Records to use »

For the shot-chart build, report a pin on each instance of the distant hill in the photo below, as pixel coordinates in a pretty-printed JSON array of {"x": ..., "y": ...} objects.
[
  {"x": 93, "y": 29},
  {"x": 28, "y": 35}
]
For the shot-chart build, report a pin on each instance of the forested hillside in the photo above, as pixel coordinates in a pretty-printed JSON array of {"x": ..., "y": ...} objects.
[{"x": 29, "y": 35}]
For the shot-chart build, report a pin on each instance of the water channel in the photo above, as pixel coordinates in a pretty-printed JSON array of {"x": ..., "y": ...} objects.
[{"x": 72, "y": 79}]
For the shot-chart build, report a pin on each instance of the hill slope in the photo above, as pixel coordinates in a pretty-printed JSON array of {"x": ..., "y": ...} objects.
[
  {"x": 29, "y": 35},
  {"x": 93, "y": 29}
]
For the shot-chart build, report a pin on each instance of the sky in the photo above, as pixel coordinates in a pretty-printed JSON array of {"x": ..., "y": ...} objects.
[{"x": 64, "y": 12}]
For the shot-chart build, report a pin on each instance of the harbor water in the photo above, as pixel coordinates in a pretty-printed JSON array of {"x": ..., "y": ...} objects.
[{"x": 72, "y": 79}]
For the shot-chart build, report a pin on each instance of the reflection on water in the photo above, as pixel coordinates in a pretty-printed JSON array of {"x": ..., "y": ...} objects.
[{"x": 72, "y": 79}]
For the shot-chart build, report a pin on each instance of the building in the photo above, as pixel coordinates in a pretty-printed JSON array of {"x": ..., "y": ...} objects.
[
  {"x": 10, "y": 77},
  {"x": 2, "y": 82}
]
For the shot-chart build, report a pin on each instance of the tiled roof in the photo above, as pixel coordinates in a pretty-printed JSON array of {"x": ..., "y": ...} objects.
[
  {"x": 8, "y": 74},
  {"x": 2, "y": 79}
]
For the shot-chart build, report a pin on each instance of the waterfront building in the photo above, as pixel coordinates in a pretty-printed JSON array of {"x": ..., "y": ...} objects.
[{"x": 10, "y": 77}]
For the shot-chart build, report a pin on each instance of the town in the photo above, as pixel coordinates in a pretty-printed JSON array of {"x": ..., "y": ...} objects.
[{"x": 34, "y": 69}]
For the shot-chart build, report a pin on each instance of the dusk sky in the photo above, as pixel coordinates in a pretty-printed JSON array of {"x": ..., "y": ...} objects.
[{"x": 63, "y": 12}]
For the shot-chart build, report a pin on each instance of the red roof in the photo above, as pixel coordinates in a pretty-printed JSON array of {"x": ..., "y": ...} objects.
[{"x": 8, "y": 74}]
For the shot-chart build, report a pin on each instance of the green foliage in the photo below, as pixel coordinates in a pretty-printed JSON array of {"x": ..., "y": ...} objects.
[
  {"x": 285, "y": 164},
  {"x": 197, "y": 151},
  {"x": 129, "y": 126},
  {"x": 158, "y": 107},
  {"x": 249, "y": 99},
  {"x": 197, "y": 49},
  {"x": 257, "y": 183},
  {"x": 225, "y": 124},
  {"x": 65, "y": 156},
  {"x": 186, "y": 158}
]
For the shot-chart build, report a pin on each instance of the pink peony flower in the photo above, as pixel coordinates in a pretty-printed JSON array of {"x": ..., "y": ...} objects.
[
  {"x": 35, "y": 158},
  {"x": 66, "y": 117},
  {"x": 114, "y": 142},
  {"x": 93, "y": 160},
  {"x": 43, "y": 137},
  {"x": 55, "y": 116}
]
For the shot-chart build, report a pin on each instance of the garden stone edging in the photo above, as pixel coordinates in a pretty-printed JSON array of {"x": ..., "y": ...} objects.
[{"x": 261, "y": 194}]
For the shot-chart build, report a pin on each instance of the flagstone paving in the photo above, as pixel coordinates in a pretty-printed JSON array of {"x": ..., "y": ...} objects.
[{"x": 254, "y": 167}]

Task objective » Would you give the material above again, complete and exact?

Expected answer »
For the shot-chart build, report a pin on each instance of the distant hill in the photo below, as pixel coordinates in a pretty-printed JSON array of {"x": ..., "y": ...} objects.
[
  {"x": 93, "y": 29},
  {"x": 28, "y": 35}
]
For the shot-chart build, report a pin on each instance of the forested hillside in the photo above, as pixel coordinates in a pretty-printed JSON array of {"x": ..., "y": ...} objects.
[{"x": 29, "y": 35}]
For the shot-chart build, report a pin on each instance of the water channel in the photo above, as pixel coordinates in a pretty-printed JSON array of {"x": ..., "y": ...} objects.
[{"x": 72, "y": 79}]
For the shot-chart build, report a pin on each instance of the hill slope in the photo above, as pixel coordinates in a pretty-printed JSON array of {"x": ..., "y": ...} objects.
[
  {"x": 29, "y": 35},
  {"x": 93, "y": 29}
]
For the shot-chart build, report a pin on each instance of the sky in the photo above, as pixel coordinates in a pretty-printed JSON array of {"x": ..., "y": ...} objects.
[{"x": 64, "y": 12}]
For the shot-chart build, report a pin on each instance of the harbor water in the photo above, as pixel coordinates in a pretty-printed JSON array of {"x": ..., "y": ...} objects.
[{"x": 72, "y": 79}]
For the shot-chart build, report a pin on each instance of the reflection on water in the photo above, as pixel coordinates in a pretty-printed JSON array of {"x": ..., "y": ...} objects.
[{"x": 72, "y": 79}]
For the shot-chart build, report a pin on each instance of the building in the photo above, as pixel coordinates in a pretty-printed JSON array of {"x": ..., "y": ...} objects.
[
  {"x": 10, "y": 77},
  {"x": 2, "y": 82}
]
For the shot-chart build, report a pin on each instance of the tiled roof in the photo above, as pixel coordinates in a pretty-printed JSON array of {"x": ..., "y": ...} objects.
[
  {"x": 8, "y": 74},
  {"x": 2, "y": 79}
]
For the shot-chart build, report a pin on each instance of the waterfront building in the photo above, as pixel coordinates in a pretty-printed JSON array of {"x": ..., "y": ...} objects.
[{"x": 10, "y": 77}]
For the shot-chart build, report a pin on each instance of the town in the photo above, as pixel coordinates in a pretty-printed JSON array of {"x": ..., "y": ...} objects.
[{"x": 34, "y": 69}]
For the shot-chart build, report a pin on each instance of the dusk sky in the photo above, as pixel coordinates in a pretty-printed JSON array of {"x": ..., "y": ...} objects.
[{"x": 63, "y": 12}]
For the shot-chart build, report a pin on each instance of the red roof in the photo above, as pixel coordinates in a pretty-printed JSON array of {"x": ..., "y": ...} objects.
[{"x": 8, "y": 74}]
For the shot-chart build, report a pin on each instance of the green foliage in the photo below, as pixel coordinates in a pretty-printed JSON array of {"x": ..., "y": ...} objects.
[
  {"x": 285, "y": 164},
  {"x": 197, "y": 151},
  {"x": 129, "y": 126},
  {"x": 158, "y": 107},
  {"x": 249, "y": 99},
  {"x": 197, "y": 49},
  {"x": 257, "y": 183},
  {"x": 225, "y": 124},
  {"x": 65, "y": 156},
  {"x": 186, "y": 158}
]
For the shot-chart build, report a pin on each instance of the pink peony flower in the photo above, as pixel coordinates in a pretty-printed JSON array of {"x": ..., "y": ...} objects.
[
  {"x": 35, "y": 158},
  {"x": 66, "y": 117},
  {"x": 114, "y": 142},
  {"x": 93, "y": 160},
  {"x": 43, "y": 137},
  {"x": 55, "y": 116}
]
For the shot-chart build, report a pin on each instance of the garden stone edging in the photo above, as pixel coordinates in a pretty-printed JSON array of {"x": ..., "y": ...} objects.
[{"x": 261, "y": 194}]
For the shot-chart build, report a pin on each instance of the flagstone paving in the photo above, as pixel coordinates in a pretty-printed JSON array of {"x": ..., "y": ...} objects.
[{"x": 254, "y": 167}]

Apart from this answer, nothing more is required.